EXERCISE TASK:
Can you extract every line of the entries below that contains the string "item"? Treat uppercase and lowercase as different.

----------

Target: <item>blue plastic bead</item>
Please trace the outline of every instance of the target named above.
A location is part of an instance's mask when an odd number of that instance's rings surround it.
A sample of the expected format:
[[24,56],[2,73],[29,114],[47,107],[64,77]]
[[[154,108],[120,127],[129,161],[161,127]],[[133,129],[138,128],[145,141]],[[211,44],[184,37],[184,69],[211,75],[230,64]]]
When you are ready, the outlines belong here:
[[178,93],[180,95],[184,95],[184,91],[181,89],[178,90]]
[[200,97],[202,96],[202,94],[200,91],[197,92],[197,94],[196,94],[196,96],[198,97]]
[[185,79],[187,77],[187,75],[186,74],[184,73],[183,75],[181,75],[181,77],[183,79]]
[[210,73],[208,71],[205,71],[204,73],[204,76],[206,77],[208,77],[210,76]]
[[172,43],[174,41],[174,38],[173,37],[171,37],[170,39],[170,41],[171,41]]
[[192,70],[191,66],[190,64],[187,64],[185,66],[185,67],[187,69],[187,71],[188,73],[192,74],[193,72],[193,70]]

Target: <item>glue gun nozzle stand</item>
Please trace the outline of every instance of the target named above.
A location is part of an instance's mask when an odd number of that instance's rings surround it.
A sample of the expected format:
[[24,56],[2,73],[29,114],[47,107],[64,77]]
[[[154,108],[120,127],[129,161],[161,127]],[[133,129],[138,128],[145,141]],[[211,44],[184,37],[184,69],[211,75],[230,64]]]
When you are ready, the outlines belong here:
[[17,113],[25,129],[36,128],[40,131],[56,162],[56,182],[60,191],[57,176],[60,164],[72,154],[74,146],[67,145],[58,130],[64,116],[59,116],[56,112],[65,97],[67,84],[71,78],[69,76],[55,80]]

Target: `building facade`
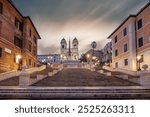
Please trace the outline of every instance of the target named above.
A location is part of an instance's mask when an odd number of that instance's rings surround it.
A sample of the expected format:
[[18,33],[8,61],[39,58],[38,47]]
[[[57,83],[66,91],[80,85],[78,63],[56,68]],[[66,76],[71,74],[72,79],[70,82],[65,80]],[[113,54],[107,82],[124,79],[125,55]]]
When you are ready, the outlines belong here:
[[103,65],[112,63],[112,42],[108,42],[101,51],[103,52]]
[[78,45],[79,42],[77,38],[74,38],[72,41],[72,47],[69,40],[69,46],[67,47],[67,41],[63,38],[60,42],[61,49],[60,55],[62,61],[78,61],[79,60],[79,51]]
[[37,59],[40,63],[60,63],[60,54],[38,55]]
[[112,39],[113,68],[137,71],[144,64],[150,66],[150,2],[108,38]]
[[0,69],[36,66],[38,39],[30,17],[24,17],[11,0],[0,0]]
[[103,52],[101,50],[90,49],[89,51],[85,53],[85,55],[86,55],[88,62],[93,61],[93,60],[95,61],[95,59],[99,60],[99,62],[102,62]]

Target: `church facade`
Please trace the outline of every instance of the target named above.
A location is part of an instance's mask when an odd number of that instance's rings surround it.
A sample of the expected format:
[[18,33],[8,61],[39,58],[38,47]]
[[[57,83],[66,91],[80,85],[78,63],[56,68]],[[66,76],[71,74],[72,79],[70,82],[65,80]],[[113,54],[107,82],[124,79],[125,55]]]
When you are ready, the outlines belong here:
[[69,43],[67,44],[66,39],[62,39],[61,42],[61,53],[60,57],[62,61],[78,61],[79,60],[79,51],[78,45],[79,42],[77,38],[74,38],[72,44],[69,39]]

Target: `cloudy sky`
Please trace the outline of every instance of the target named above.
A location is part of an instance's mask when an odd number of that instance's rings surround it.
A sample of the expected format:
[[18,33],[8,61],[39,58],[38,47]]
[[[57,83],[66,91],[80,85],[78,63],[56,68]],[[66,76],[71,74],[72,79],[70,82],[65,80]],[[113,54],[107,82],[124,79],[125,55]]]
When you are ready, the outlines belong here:
[[60,41],[76,37],[80,53],[92,41],[101,49],[107,37],[130,14],[137,13],[148,0],[12,0],[24,16],[33,20],[42,40],[39,54],[60,52]]

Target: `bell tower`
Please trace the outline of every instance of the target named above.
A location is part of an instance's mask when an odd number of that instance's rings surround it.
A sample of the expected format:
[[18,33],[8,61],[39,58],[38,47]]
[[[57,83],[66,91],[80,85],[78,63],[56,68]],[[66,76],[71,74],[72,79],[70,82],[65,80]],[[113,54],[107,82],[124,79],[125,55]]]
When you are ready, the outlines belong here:
[[78,52],[79,42],[78,42],[78,39],[76,37],[73,39],[72,45],[73,45],[73,48],[72,48],[73,60],[78,60],[79,59],[79,52]]

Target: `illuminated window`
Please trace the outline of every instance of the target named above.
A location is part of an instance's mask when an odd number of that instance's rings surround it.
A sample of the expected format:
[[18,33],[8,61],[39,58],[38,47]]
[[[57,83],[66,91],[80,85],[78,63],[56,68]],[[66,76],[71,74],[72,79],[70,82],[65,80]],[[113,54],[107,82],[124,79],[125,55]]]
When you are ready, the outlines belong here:
[[115,50],[115,56],[118,56],[118,50]]
[[124,60],[124,65],[127,66],[129,64],[128,59]]

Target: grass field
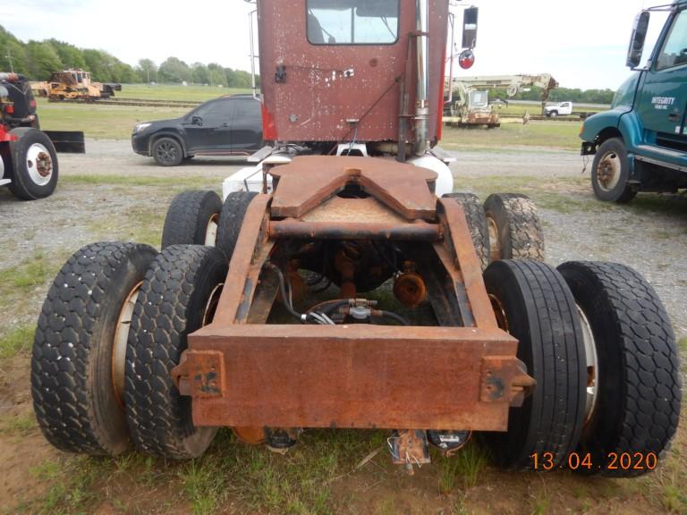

----------

FULL RESPONSE:
Target: <item>blue plastic bead</item>
Target: <item>glue gun nozzle stand</item>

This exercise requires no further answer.